Image point annotation entries:
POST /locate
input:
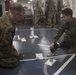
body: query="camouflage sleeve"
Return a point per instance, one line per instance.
(59, 33)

-- Task --
Print every line of the records above verbatim, omitting the pictures.

-- Output for this exercise --
POST /locate
input:
body: query="camouflage sleeve"
Return a point per instance, one line per instance.
(59, 33)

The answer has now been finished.